I have 2 boys in college. Both of them watch every single program or movie they want via Netflix. On the very rare occasion that they want to watch something via HBOGO or something, they will watch through my DTV account.


----------



## phrelin (Jan 18, 2007)

When "Longmire" was renewed for Season 3 we were told:



> Thanks to the 5 million plus weekly fans (live+7).
> 
> ...The second season has averaged 3.7 million viewers, 942,000 in 18-49 and 1.2 million in 25-54. Longmire remains A&E's most watched drama.


I can't even find the live+7 ratings for Season 3. What I do know is the finale pulled 3.7 million total viewers and a 0.6 demo rating which indicates that it's live+same day age 50+ viewers kept watching while the demo was down by a third. It had enough viewers for a renewal on any other cable network but the "Duck Dynasty" network A&E.

## Dataset content

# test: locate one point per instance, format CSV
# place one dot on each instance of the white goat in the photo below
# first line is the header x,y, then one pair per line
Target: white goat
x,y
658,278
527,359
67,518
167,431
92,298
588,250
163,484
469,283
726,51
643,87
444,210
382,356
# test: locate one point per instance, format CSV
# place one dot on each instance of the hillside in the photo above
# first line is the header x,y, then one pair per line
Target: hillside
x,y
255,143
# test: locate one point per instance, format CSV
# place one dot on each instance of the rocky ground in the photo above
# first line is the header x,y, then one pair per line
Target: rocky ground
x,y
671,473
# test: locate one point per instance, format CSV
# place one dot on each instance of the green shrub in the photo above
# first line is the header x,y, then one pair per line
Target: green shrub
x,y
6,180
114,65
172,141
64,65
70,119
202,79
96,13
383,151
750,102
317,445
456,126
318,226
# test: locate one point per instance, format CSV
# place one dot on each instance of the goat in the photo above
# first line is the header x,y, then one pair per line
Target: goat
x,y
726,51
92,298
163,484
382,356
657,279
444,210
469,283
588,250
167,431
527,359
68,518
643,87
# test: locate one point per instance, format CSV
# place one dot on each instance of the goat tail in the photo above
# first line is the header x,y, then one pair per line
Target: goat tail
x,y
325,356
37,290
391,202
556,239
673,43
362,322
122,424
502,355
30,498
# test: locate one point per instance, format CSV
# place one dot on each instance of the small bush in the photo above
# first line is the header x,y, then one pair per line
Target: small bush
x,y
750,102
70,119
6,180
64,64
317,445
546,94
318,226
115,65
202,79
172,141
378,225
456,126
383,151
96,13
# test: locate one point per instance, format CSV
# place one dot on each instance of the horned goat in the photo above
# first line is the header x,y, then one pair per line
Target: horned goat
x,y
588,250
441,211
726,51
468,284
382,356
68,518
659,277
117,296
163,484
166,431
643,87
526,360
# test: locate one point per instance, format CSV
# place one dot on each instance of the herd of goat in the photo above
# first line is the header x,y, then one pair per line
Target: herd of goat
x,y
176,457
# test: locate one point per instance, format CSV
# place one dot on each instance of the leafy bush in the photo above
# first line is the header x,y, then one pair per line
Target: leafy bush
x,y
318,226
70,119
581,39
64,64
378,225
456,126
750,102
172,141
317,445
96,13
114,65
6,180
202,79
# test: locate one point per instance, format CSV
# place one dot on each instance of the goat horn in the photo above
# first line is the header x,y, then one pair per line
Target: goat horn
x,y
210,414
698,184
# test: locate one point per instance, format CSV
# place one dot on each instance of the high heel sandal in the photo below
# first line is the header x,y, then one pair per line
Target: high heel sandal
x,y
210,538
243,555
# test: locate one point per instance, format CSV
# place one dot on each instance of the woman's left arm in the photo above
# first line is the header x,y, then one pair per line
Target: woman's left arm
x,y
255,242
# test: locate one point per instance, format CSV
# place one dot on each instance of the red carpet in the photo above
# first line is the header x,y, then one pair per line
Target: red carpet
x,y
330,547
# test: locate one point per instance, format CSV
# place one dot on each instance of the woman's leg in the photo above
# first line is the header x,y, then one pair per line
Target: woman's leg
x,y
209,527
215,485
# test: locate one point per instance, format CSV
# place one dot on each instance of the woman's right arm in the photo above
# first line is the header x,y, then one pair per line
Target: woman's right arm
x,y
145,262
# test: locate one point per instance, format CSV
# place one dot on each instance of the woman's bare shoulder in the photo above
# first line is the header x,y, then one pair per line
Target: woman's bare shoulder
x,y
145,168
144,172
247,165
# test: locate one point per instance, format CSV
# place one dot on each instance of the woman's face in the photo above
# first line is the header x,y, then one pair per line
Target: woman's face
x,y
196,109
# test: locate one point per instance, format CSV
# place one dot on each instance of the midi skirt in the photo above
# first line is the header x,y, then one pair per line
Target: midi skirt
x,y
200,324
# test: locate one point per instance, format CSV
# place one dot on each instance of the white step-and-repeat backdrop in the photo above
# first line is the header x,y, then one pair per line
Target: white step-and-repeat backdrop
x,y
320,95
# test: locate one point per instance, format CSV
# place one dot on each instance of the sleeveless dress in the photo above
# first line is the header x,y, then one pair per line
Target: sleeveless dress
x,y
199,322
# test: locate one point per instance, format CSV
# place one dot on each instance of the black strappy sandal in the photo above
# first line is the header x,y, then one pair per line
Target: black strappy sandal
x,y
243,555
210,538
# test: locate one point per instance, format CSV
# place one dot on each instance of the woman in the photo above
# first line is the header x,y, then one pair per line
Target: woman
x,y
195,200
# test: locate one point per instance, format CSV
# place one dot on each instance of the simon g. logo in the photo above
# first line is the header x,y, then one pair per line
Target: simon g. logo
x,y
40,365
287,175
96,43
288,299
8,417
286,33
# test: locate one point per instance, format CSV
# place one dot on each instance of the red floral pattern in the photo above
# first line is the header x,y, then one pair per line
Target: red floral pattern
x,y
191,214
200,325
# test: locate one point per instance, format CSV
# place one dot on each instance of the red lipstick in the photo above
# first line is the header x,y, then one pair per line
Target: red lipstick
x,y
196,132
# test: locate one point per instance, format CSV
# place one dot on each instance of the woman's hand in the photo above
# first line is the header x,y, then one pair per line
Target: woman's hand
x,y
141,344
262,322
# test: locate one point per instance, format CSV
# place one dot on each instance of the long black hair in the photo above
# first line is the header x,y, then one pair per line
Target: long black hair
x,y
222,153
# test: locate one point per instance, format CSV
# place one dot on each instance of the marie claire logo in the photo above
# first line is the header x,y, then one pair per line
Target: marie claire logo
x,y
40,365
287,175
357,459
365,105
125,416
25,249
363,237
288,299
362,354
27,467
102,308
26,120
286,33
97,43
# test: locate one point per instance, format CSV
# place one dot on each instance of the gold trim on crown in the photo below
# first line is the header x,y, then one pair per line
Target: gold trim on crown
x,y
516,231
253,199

## Exercise details
Rewrite the forum thread from "I have 2 boys" to "(Jan 18, 2007)", replacing "Netflix" with "Hulu". You won't need the material for this.

## Result
I have 2 boys in college. Both of them watch every single program or movie they want via Hulu. On the very rare occasion that they want to watch something via HBOGO or something, they will watch through my DTV account.


----------



## phrelin (Jan 18, 2007)